Optimize internal hw_breakpoint state if the architecture's number of
breakpoint slots is constant. This avoids several kmalloc() calls and
potentially unnecessary failures if the allocations fail, as well as
subtly improves code generation and cache locality.

The protocol is that if an architecture defines hw_breakpoint_slots via
the preprocessor, it must be constant and the same for all types.

Signed-off-by: Marco Elver <[email protected]>
Acked-by: Dmitry Vyukov <[email protected]>
---
arch/sh/include/asm/hw_breakpoint.h | 5 +-
arch/x86/include/asm/hw_breakpoint.h | 5 +-
kernel/events/hw_breakpoint.c | 92 ++++++++++++++++++----------
3 files changed, 62 insertions(+), 40 deletions(-)
◆ ◆ ◆
## Stated goal
List every file path that the patch description names as changed. Work only from the patch description above.

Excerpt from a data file
◆ ◆ ◆
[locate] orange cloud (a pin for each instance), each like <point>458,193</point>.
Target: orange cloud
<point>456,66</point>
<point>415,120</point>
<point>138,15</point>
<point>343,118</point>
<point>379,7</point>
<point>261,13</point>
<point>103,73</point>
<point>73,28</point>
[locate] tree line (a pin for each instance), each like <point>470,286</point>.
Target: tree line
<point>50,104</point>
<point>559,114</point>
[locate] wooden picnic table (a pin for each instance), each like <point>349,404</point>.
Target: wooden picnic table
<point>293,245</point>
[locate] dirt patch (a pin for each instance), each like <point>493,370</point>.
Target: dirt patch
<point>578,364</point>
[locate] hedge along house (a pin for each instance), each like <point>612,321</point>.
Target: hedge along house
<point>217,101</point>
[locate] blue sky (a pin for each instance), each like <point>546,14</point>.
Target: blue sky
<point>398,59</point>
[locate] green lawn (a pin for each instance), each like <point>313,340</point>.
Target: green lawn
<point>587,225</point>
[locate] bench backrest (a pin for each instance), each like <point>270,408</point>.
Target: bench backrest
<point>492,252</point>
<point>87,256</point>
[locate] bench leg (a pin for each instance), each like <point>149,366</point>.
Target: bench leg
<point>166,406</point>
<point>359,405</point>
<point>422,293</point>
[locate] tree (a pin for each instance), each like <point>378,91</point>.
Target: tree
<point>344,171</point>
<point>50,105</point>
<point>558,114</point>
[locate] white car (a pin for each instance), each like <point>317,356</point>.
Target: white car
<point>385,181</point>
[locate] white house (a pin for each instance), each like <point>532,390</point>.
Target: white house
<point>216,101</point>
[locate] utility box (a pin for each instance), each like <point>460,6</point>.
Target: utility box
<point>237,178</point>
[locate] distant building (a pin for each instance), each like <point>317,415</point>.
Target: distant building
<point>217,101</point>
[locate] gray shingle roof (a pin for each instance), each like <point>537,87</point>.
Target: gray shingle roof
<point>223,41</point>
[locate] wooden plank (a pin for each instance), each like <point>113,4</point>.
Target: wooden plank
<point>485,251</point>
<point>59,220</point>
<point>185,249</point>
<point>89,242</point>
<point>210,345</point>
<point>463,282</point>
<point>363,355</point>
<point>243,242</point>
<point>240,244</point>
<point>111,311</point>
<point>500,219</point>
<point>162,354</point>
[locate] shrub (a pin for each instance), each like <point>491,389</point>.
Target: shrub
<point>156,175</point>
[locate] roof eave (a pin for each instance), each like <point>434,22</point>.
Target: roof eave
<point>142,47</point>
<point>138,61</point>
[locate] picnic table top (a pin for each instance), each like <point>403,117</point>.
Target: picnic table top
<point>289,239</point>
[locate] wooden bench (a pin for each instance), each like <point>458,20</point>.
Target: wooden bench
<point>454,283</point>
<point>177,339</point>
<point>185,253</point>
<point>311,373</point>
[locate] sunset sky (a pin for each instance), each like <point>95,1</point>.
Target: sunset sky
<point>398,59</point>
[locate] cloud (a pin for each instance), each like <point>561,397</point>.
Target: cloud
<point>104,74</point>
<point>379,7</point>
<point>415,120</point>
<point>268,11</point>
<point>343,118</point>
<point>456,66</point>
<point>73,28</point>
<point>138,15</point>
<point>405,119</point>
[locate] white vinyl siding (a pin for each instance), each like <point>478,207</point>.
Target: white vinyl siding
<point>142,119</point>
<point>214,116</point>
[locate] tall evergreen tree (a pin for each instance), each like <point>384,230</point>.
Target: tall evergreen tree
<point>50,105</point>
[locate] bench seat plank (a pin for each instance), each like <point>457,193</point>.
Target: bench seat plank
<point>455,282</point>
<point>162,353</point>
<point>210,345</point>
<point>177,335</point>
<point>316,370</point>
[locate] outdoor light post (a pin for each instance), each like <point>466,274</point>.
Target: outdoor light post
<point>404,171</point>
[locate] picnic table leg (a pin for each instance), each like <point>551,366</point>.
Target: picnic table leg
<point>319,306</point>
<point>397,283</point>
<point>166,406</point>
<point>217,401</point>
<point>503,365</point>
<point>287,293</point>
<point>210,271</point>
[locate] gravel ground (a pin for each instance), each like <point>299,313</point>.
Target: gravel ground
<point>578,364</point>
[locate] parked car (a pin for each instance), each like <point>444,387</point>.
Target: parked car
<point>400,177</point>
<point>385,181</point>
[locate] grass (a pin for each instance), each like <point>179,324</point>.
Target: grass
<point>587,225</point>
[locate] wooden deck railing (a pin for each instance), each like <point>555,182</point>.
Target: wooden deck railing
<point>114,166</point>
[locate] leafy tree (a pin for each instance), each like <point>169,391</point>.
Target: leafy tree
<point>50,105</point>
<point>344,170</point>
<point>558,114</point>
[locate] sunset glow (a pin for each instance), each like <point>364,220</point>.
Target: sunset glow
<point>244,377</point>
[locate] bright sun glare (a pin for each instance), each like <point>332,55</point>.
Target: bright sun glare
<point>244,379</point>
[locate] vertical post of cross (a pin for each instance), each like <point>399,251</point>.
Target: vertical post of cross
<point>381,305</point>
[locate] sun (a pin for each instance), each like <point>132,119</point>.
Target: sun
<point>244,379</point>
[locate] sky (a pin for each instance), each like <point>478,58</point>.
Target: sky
◆ ◆ ◆
## Solution to this exercise
- arch/sh/include/asm/hw_breakpoint.h
- arch/x86/include/asm/hw_breakpoint.h
- kernel/events/hw_breakpoint.c